» **Exercise details**: Reproduce the listing exactly. Omit pictures.

====================

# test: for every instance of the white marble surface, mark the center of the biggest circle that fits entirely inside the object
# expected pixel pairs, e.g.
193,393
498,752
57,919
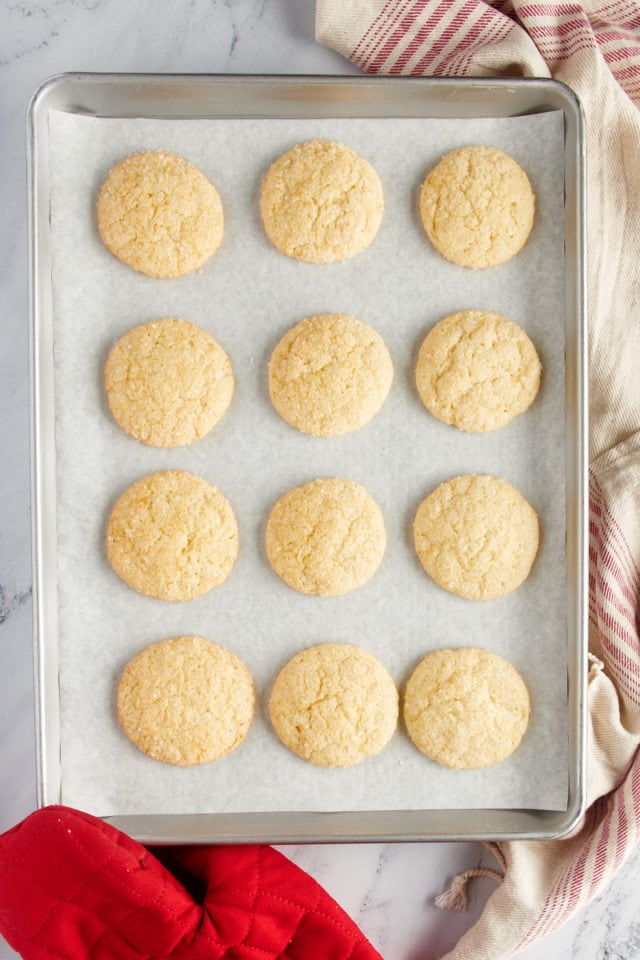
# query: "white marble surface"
388,889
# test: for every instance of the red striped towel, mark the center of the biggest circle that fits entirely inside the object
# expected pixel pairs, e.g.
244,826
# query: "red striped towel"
594,47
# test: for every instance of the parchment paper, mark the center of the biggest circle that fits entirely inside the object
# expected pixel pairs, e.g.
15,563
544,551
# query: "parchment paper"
247,296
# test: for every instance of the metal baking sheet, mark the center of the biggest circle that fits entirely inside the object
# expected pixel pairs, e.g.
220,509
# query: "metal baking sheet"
292,103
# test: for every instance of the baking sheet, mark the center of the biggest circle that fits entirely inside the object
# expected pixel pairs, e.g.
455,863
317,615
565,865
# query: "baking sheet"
247,296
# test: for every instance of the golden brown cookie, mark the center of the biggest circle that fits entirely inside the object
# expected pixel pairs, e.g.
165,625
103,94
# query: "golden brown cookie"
321,202
329,375
466,708
185,701
172,536
477,207
477,371
334,704
326,537
476,536
159,214
168,382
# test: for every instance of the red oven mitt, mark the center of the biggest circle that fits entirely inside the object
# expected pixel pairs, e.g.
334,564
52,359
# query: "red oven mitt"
73,887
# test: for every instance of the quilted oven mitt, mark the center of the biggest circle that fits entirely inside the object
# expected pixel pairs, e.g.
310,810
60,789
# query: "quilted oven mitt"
71,886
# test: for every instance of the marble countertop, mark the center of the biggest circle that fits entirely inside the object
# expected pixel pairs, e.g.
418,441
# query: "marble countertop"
387,888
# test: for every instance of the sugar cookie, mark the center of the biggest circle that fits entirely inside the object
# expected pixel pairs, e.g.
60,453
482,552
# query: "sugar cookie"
159,214
172,536
476,536
334,704
321,202
466,708
326,537
185,701
329,375
168,382
477,371
477,207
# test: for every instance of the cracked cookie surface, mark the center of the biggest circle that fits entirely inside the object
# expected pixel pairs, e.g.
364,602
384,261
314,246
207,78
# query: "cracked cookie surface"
168,382
466,708
334,705
329,375
476,536
185,701
477,207
159,214
326,537
172,536
321,202
477,371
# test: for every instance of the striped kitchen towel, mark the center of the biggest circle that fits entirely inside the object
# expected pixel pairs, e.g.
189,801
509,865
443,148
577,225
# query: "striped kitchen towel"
593,47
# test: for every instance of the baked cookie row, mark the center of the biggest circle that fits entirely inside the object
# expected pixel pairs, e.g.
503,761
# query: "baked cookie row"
168,382
188,701
174,536
320,202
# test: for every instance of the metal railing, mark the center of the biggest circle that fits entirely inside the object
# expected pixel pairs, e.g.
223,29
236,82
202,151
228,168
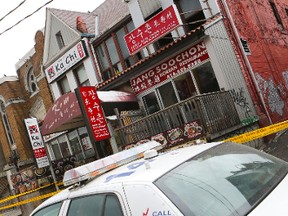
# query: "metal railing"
216,112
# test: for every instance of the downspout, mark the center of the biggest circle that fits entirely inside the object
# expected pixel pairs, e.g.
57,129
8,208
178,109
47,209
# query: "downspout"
250,70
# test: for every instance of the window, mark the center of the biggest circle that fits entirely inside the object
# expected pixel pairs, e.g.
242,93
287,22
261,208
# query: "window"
95,205
51,210
192,13
64,85
60,40
6,123
81,76
75,145
31,81
205,77
63,144
151,103
56,150
277,16
228,179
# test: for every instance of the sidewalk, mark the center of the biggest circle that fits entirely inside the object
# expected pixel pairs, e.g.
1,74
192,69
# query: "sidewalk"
279,145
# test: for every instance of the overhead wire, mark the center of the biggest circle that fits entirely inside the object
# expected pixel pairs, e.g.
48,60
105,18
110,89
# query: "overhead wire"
29,15
12,10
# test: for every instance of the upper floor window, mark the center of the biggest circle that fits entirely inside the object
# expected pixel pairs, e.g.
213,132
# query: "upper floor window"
31,81
277,16
81,76
191,13
113,55
60,40
64,85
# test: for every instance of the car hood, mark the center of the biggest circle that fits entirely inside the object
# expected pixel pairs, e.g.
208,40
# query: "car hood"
275,203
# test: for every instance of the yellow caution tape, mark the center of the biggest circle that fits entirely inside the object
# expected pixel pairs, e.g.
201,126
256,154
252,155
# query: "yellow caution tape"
29,200
259,133
28,192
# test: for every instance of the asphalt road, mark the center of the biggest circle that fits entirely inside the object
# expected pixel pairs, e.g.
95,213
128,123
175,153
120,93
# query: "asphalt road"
279,145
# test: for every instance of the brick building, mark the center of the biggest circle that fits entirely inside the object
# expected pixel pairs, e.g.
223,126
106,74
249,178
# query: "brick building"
259,32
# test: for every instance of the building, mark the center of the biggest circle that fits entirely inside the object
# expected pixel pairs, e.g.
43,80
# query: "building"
258,31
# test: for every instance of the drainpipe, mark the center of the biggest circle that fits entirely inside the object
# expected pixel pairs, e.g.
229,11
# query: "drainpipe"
250,70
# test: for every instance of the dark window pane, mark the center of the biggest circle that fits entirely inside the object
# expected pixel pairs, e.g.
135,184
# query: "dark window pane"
112,206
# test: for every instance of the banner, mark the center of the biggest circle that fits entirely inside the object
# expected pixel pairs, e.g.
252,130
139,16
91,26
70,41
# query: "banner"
37,142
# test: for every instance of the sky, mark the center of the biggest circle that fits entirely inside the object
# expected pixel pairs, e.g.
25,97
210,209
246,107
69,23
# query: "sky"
19,40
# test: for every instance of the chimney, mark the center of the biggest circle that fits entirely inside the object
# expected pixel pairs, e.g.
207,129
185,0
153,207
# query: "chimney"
81,25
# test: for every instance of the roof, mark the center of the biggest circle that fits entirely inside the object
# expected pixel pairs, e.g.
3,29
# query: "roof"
135,172
110,12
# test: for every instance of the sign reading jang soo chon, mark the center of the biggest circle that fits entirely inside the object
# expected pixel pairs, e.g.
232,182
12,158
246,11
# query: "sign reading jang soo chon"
156,27
37,142
93,113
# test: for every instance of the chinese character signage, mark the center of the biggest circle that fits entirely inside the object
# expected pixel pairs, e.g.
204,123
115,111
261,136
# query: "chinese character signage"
156,27
70,58
180,63
93,113
36,142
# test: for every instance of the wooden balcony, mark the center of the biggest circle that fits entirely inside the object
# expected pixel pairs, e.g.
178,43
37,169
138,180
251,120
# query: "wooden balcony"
212,113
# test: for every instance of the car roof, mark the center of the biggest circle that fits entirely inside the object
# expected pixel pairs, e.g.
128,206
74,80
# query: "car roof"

====================

» **Problem solution**:
# test: for every instance of the white marble surface, mark the center of the biggest circle that fits entirely inside the object
# expected pixel pairs, e.g.
193,393
498,752
57,919
# query: "white marble surface"
388,889
# test: for every instance of the red striped towel, mark the center of the biggest circle that fits entirely inside the object
# expected pixel pairs, e.g.
244,826
# query: "red striped towel"
594,47
# test: for every instance of the parchment paper, mark the center of the biggest circle that fits entirely inside the object
# expected pixel pairs, e.g.
15,563
544,551
# query: "parchment paper"
247,296
# test: for every instance of the metal baking sheet, mark the center of the biggest circle that fits entirely inside the object
# expected pixel pairs, e.g.
220,509
# query: "metal baking sheet"
292,103
# test: for every instance of the baking sheet, mark the center of the biggest circle that fits entirely inside the object
# expected pixel pairs, e.g.
455,863
317,615
565,865
# query: "baking sheet"
247,296
# test: for every instance of the golden brown cookie, mark the center of the biggest circle that fits entirely inside the object
# expected pixel pairs, e.g.
165,625
103,94
# query: "golden brown cookie"
321,202
329,375
466,708
185,701
172,536
477,207
477,371
334,704
326,537
476,536
159,214
168,382
# test: for every instance of the red oven mitt, mark the center of the biggest circle that fits entirely inside the object
# expected pixel pairs, e.g.
334,564
52,359
# query: "red oven mitt"
73,887
# test: for every instance of the quilted oven mitt, mark the center of the biggest circle that fits entirely inside the object
# expected pixel pairs, e.g.
310,810
60,789
# query: "quilted oven mitt"
71,886
# test: for every instance of the marble countertop, mark the center of the biggest circle that fits entirely inside the object
# expected pixel pairs, e.g.
418,441
# query: "marble countertop"
387,888
# test: for every instance of the sugar cookie, mark the center of the biggest circle that fits entirely inside the object
# expected pixel pairs, e.g.
60,453
482,552
# query: "sugar cookie"
159,214
172,536
476,536
334,704
321,202
466,708
326,537
185,701
329,375
168,382
477,371
477,207
# test: for every instance of the cracked cookie surface, mark the center of the biggest circle that fits entirely inside the object
# expected pixel pairs, e.g.
364,602
384,261
314,246
207,78
# query: "cracked cookie surface"
168,382
466,708
334,705
329,375
476,536
185,701
477,207
159,214
326,537
172,536
321,202
477,371
# test: for every instance of the striped kitchen towel, mark the center of the biggest circle that fits entirely inside the object
# expected pixel pairs, e.g.
189,801
509,865
443,148
577,225
# query: "striped kitchen towel"
593,47
# test: for every instance of the baked cookie row, mark the center of the biggest circle that fits entirely inside the object
# expected pixel pairs, e.g.
503,761
# query: "baked cookie row"
168,382
188,701
174,536
320,202
# test: for every instance of the metal railing, mark the center of the biggest circle that fits entirely inside the object
# expected pixel pairs, e.g.
223,29
236,82
202,151
228,168
# query: "metal railing"
216,112
# test: for every instance of the downspout, mark the center of the biggest circle that fits entirely inside the object
# expected pixel pairs, e.g.
57,129
8,208
178,109
47,209
# query: "downspout"
250,70
# test: for every instance of the window, mark the center of the biggest circle that fits entirely inside the object
# expected pixel pairs, e.g.
242,93
287,22
261,208
# query: "window"
95,205
51,210
192,13
64,85
60,40
6,123
81,76
75,145
31,81
205,77
63,144
151,103
56,150
277,16
228,179
# test: for every instance of the sidewalk, mark the center of the biggest circle that fits entirely inside the object
# expected pixel pairs, e.g.
1,74
192,69
# query: "sidewalk"
279,145
# test: for every instance of the overhead wire, mark the center of the biggest circle that fits entirely inside the object
# expected pixel pairs, e.g.
48,60
105,18
110,89
# query: "overhead wire"
29,15
12,10
# test: for every instance of the upper floor window, mark the center of the biggest circle that fits entirely inside the object
# expected pixel pairs, e.g.
213,132
# query: "upper floor window"
31,81
277,16
81,76
191,13
113,55
60,40
64,85
# test: for every instance of the car hood, mark the center of the biggest circle that fits entirely inside the object
# expected pixel pairs, e.g.
208,40
# query: "car hood"
275,203
# test: for every instance of the yellow caution tape, mark the center of the biggest circle that fits entirely inside the object
# expected pixel pairs, e.g.
201,126
256,154
252,155
# query: "yellow caution tape"
29,200
259,133
28,192
# test: for every instance of the asphalt road, mark the center of the biggest circle that fits entirely inside the object
# expected pixel pairs, e.g.
95,213
128,123
175,153
120,93
# query: "asphalt road"
279,145
# test: for every instance of the brick building, mark the center of the biggest circle that fits entirely inside the object
# expected pixel pairs, e.g.
223,126
106,74
249,178
# query: "brick building"
259,32
# test: for every instance of the building, mark the center of the biggest circle that fits entirely inside the object
# expected pixel pairs, e.g.
43,80
# query: "building"
258,31
# test: for every instance of the drainpipe, mark the center of the biggest circle that fits entirely inside the object
# expected pixel pairs, e.g.
229,11
# query: "drainpipe"
250,70
# test: for every instance of the dark window pane, mark the center of the biggest circle that fits entirely inside the object
# expected pixel pairs, e.g.
135,184
# query: "dark window pane"
112,206
# test: for every instance of the banner, mark the center of the biggest circle that fits entirely inside the object
# expected pixel pairs, e.g.
252,130
139,16
91,26
70,41
# query: "banner"
37,142
# test: for every instance of the sky, mark the center of the biggest circle that fits entirely inside the object
# expected pixel pairs, e.g.
25,97
210,209
246,107
69,23
# query: "sky"
19,40
# test: for every instance of the chimney, mark the center of the biggest circle that fits entirely inside the object
# expected pixel pairs, e.g.
207,129
185,0
153,207
# query: "chimney"
81,25
# test: for every instance of the roof, mark the center of the biggest circle that fits entirely inside the object
# expected pixel pairs, e.g.
3,29
# query: "roof"
135,172
110,12
# test: for every instance of the sign reading jang soo chon, mark the center of the biggest circle that fits entirely inside the object
# expected pixel pairs, e.g.
232,182
12,158
246,11
# query: "sign reading jang soo chon"
156,27
37,142
93,113
# test: for every instance of the chinese character signage, mark the center of the biggest circle that fits entirely inside the object
# expected pixel pairs, e.g.
204,123
115,111
261,136
# query: "chinese character signage"
156,27
70,58
180,63
93,113
36,142
# test: for every instance of the wooden balcony, mark the center of the biggest circle that fits entirely inside the object
# expected pixel pairs, e.g.
178,43
37,169
138,180
251,120
# query: "wooden balcony"
212,113
# test: for every instance of the car roof, mark the center of the biggest circle that fits entirely inside the object
# expected pixel pairs, e.g.
128,206
74,80
# query: "car roof"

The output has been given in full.